Die erste Zeile zeigt eine Funktionsdefinition und die zweite eine Definition eines Funktionsabschlusses mit allen Datentypangaben. In der dritten Zeile werden die Datentypangaben aus der Funktionsabschluss-Definition entfernt, und in der vierten Zeile werden die geschweiften Klammern weggelassen, die optional sind, da der Funktionsabschluss-Rumpf nur einen Ausdruck beinhaltet. All diese Ausdrücke sind gültig und verhalten sich beim Aufruf gleich. Von add_one_v3 und add_one_v4 wird ein Aufruf zum Kompilieren des Codes benötigt, da hier die Typen abhängig von der Verwendung abgeleitet werden. Dies ist vergleichbar mit let v = Vec::new();, bei dem entweder Typ-Annotationen oder Werte eines bestimmten Typs in den Vec eingefügt werden müssen, damit Rust den Typ ableiten kann.

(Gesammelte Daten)
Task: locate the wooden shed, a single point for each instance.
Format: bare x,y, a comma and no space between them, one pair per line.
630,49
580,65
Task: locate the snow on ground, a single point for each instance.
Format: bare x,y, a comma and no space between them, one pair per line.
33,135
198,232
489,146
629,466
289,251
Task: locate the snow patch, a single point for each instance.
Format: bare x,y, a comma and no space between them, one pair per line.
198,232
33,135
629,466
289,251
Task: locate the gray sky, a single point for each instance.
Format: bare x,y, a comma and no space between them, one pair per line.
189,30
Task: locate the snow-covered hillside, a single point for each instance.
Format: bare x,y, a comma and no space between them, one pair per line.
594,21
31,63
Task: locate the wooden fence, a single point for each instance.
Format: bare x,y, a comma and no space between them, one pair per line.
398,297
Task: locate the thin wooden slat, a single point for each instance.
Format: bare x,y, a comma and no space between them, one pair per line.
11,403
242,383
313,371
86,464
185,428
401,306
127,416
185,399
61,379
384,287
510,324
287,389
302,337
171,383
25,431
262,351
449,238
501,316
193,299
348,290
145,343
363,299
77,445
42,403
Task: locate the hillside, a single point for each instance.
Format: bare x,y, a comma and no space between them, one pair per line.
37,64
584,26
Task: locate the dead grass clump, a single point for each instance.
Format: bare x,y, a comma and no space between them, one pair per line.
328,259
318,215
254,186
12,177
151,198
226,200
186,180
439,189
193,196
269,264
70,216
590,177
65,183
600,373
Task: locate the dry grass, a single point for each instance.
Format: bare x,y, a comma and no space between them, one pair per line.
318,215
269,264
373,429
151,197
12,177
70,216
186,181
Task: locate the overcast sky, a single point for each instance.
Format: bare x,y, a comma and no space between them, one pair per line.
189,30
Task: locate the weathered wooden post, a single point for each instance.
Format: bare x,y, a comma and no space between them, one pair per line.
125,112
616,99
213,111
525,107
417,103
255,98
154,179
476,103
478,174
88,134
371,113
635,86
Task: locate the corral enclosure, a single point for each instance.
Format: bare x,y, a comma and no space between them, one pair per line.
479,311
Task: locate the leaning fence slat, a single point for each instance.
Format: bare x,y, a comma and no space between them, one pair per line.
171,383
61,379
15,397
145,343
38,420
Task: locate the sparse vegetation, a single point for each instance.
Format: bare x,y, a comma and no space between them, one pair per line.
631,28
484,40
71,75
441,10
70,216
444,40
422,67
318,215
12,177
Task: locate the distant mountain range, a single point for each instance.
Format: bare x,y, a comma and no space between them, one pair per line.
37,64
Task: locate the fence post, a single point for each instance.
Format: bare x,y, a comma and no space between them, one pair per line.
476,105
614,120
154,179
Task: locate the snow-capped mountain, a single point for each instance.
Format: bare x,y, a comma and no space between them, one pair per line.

Die Aufgabe: Bearbeite den Text über Funktionsabschlüsse in Rust: Gib alles von „Die erste Zeile“ bis hinunter zu „Typ ableiten kann.“ erneut wieder und ersetze darin „Datentypangaben“ durch „Typangaben“. Die Einträge spielen hierbei keine Rolle.

Ergebnis der Aufgabe:
Die erste Zeile zeigt eine Funktionsdefinition und die zweite eine Definition eines Funktionsabschlusses mit allen Typangaben. In der dritten Zeile werden die Typangaben aus der Funktionsabschluss-Definition entfernt, und in der vierten Zeile werden die geschweiften Klammern weggelassen, die optional sind, da der Funktionsabschluss-Rumpf nur einen Ausdruck beinhaltet. All diese Ausdrücke sind gültig und verhalten sich beim Aufruf gleich. Von add_one_v3 und add_one_v4 wird ein Aufruf zum Kompilieren des Codes benötigt, da hier die Typen abhängig von der Verwendung abgeleitet werden. Dies ist vergleichbar mit let v = Vec::new();, bei dem entweder Typ-Annotationen oder Werte eines bestimmten Typs in den Vec eingefügt werden müssen, damit Rust den Typ ableiten kann.